Required work:
**A.** Answer these questions from the article on food in film:
(i) Which streaming company relies heavily on analytics to dictate its content?
(ii) What does Jia-Chien call the weekly family dinner?
(iii) What has Chef Chu lost that makes the dishes taste off?
**B.** Resume the article on food in film after its final sentence, carrying on its discussion of how movies use food.
>> Start Text excerpt
ONE OF EVERYTHING

View Original

The Many Roles of Food in Film

The sheer abundance of food documentaries and food series available on Netflix alone - a company that relies heavily on analytics to dictate its content - is an indication of the public’s obsession with food in visual media.

Spoiler Alert: While we do not believe this article to truly spoil your experience in viewing the following movies, we do reveal some of their secrets. Proceed at your own risk. Movies mentioned are: Eat Drink Man Woman, Babette's Feast, Like Water for Chocolate, Tampopo, Chocolat, The Lunchbox, and Ratatouille.

This goes beyond the world of streaming. Cooking competitions have inundated primetime, mainstream television as well, rendering the Food Network virtually obsolete. When the TV’s off, our food content consumption doesn’t end. We browse food photos on Instagram or watch cooking shows on Youtube.

If there’s one thing that’s all too common about all of this, it’s that it’s all so real. The documentaries, the series, the cooking shows, the cooking competitions, the Instagram accounts; it’s all reality. Or at least perceived reality. It’s all nonfiction.

These days, food is rarely placed in a fictional context; where it takes on the role of a character or is used as an important tool to drive narrative. And often when it is, it is severely under-utilized, banished to the role of simple bystander in the story of a character that just so happens to cook. It’s a pity. There are so many ways to draw on food and cooking to convey interesting and complex narrative themes.

They say the way to someone’s heart is through their stomach.

Very few films are able to draw on food to convey emotions with such depth and mastery as Eat Drink Man Woman.

Unable to freely express their thoughts and emotions to each other, there is tension between Chef Chu and his three daughters, which reaches a boiling point every Sunday when they sit down for their weekly family dinner. Cooking absurdly elaborate Sunday banquet dinners is the only way Chef Chu knows how to express love and affection for his daughters. His daughters, on the other hand, dread their weekly obligation. Middle sister, Jia-Chien, refers to it as their “Sunday Torture Ritual”.

The dining table overflows with culinary representations of things left unsaid. Rather than indulge and delight in the array of beautifully prepared dishes, the daughters feel overwhelmed and suffocated by the uncomfortable silence. The dinners get progressively worse as we learn that Chef Chu has lost his sense of taste; the dishes taste off and no one wants to address the issue until Chef Chu repeatedly confronts Jia-Chien.

Like Water for Chocolate

With, literally and figuratively, everything on the table, Sunday dinners become the platform for life-changing announcements. Through each Sunday dinner as the film progresses, each of the daughters - and finally the Chef himself - announces their departure from the family home. This comes as a surprise to the other family members, who are unaware of the series of personal events that have led to the departure; which only we as viewers are privy to.
>> End Text excerpt
>> Start Records provided
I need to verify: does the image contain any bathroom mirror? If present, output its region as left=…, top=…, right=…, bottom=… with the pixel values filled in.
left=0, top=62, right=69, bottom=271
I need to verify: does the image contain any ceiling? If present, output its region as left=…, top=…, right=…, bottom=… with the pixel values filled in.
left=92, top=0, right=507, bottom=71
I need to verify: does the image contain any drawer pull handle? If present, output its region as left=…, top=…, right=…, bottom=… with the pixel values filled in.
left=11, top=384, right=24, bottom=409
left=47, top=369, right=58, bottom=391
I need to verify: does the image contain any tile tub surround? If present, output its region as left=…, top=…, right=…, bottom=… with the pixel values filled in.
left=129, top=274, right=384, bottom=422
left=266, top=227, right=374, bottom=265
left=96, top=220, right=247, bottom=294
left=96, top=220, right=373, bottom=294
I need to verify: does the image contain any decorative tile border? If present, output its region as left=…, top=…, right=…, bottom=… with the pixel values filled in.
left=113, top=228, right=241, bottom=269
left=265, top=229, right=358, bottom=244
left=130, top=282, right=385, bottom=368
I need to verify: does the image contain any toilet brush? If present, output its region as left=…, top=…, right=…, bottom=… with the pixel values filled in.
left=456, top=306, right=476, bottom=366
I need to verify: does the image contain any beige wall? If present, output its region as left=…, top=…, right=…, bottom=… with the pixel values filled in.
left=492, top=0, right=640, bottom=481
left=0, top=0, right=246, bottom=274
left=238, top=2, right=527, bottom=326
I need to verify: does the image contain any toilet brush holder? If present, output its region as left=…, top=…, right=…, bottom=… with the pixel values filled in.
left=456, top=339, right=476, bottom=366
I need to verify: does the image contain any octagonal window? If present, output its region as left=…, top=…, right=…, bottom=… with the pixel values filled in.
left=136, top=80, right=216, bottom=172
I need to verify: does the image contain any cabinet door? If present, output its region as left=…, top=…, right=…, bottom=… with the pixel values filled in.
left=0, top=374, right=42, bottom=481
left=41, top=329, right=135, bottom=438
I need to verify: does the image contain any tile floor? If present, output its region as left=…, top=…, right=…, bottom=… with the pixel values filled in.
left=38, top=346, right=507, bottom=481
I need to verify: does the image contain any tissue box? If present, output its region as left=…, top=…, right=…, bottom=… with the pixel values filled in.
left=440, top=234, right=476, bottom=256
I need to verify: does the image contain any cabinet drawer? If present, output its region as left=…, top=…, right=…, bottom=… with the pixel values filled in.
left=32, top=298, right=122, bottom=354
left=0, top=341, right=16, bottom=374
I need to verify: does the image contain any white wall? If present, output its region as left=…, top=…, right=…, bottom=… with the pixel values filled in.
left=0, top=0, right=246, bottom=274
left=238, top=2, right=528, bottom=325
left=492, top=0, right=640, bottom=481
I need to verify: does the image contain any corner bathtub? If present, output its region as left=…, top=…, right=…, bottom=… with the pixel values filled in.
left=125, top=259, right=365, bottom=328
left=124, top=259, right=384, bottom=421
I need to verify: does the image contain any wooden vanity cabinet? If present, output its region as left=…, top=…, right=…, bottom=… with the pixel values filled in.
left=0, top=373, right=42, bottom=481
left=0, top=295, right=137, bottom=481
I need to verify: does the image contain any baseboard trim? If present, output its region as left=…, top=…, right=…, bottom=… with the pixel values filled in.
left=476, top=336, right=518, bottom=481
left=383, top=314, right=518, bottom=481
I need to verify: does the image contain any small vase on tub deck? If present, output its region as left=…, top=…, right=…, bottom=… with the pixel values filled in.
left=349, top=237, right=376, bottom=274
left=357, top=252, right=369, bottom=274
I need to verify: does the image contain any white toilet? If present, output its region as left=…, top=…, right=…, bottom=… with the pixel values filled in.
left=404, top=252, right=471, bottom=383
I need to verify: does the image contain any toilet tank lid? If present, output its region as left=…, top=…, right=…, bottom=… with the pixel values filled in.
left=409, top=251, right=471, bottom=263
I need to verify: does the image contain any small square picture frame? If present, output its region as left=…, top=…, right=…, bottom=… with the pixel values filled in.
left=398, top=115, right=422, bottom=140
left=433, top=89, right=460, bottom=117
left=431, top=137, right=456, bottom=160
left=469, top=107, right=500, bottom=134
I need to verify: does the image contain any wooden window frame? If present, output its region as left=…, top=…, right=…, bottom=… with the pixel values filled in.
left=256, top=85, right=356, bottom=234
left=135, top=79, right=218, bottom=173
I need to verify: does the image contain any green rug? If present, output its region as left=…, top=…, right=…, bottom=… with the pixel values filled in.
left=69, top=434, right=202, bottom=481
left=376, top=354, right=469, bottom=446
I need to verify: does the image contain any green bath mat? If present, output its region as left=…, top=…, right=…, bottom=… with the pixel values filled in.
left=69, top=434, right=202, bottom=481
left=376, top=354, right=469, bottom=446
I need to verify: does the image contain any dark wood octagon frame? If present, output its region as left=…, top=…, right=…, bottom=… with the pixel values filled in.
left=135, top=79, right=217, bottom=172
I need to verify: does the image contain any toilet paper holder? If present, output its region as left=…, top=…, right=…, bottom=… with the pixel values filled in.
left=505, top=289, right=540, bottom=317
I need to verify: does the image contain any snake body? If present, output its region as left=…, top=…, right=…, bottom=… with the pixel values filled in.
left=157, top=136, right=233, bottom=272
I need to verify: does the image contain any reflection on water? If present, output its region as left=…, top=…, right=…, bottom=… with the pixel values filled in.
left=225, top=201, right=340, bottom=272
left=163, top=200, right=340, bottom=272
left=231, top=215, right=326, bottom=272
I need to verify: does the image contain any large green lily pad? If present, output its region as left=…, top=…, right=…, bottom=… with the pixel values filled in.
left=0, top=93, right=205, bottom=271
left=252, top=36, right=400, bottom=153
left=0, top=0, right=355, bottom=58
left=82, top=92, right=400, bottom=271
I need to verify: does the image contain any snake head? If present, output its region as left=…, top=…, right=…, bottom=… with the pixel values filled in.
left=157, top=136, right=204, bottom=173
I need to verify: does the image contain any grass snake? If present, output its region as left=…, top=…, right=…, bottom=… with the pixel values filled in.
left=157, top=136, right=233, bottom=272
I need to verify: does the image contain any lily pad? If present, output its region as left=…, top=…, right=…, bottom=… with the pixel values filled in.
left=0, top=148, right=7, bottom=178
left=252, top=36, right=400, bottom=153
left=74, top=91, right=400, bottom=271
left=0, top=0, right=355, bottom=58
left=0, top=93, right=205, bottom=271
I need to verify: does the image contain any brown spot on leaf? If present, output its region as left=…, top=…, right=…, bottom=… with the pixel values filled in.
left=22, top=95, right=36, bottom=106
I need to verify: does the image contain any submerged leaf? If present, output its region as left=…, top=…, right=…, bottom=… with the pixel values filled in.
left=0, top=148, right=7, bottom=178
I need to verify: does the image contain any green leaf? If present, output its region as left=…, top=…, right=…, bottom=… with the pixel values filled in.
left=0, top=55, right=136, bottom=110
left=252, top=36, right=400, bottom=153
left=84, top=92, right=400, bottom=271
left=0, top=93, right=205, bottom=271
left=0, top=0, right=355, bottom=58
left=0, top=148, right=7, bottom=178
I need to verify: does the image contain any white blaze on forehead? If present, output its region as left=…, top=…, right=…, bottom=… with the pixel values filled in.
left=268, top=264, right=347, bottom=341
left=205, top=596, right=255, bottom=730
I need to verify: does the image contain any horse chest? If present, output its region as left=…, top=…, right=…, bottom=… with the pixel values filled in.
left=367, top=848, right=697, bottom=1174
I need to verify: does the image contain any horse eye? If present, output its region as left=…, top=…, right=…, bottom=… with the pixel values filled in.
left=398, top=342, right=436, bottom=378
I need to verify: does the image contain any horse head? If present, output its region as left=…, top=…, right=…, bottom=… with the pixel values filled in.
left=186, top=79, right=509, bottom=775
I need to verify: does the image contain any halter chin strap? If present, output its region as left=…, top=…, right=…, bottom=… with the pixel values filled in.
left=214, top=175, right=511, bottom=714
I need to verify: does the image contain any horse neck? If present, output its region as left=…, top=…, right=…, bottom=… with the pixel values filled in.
>> End Records provided
Solved tasks:
**A.**
(i) Netflix
(ii) The "Sunday Torture Ritual"
(iii) His sense of taste

**B.**
More obvious and literal uses of food to convey emotions can be found in Alfonso Arau’s Like Water For Chocolate. Tita, the main protagonist, has the magical ability to convey her strongest emotions through the foods that she cooks. As the last daughter of the family - and, as per family tradition - Tita is reduced to the life of a servant who must care for her cruel mother until her death.

Banished to the kitchen from a young age and forbidden to express the most natural of emotions, Tita uses her cooking to communicate. All who consume her dishes inexplicably find themselves experiencing Tita’s emotions first-hand. We see this in the intense sorrow after eating the wedding cake Tita helped prepare for Pedro - the man she loves - as he weds her sister. Or the debilitating arousal from the quail she cooks using the roses that Pedro gives her. Much like someone keeps a diary to write down her most private thoughts, Tita keeps a cookbook where she documents her recipes in dramatic fashion.

The Lunchbox

In Ritesh Batra’s The Lunchbox, food becomes a direct metaphor for love itself. When Ila unsuccessfully attempts to seduce her husband with her cooking, she discovers that the lunch she had prepared for him was in fact delivered to the wrong person. An impossible mistake by the apparently flawless Indian dabbawala lunch delivery system. Her husband doesn’t notice that the lunch he received was not cooked by her; a sign of his neglect and rejection of her love for him. In fact, he quite enjoyed the meal cooked by someone else: a foreshadowing of his infidelity. Similarly, Ila proceeds to cook her husband’s favourite dish for the stranger who ate the entire lunch; in essence, Ila is giving her love away to someone else.

Food is used in the movie to show the protagonists’ friendship and affection for each other grow. When Saajan mentions his favourite dish in a letter to Ila, she promptly prepares it for him the next day. When Ila is stood up by Saajan, he receives an empty lunchbox the next day without a note. This plays a dual purpose; the lunchbox is a vessel for their letters to each other and, without words, Saajan knows that he owes Ila an explanation. However, it is also suggestive of Ila depriving Saajan not only of food, but of her affection and love until an explanation is produced.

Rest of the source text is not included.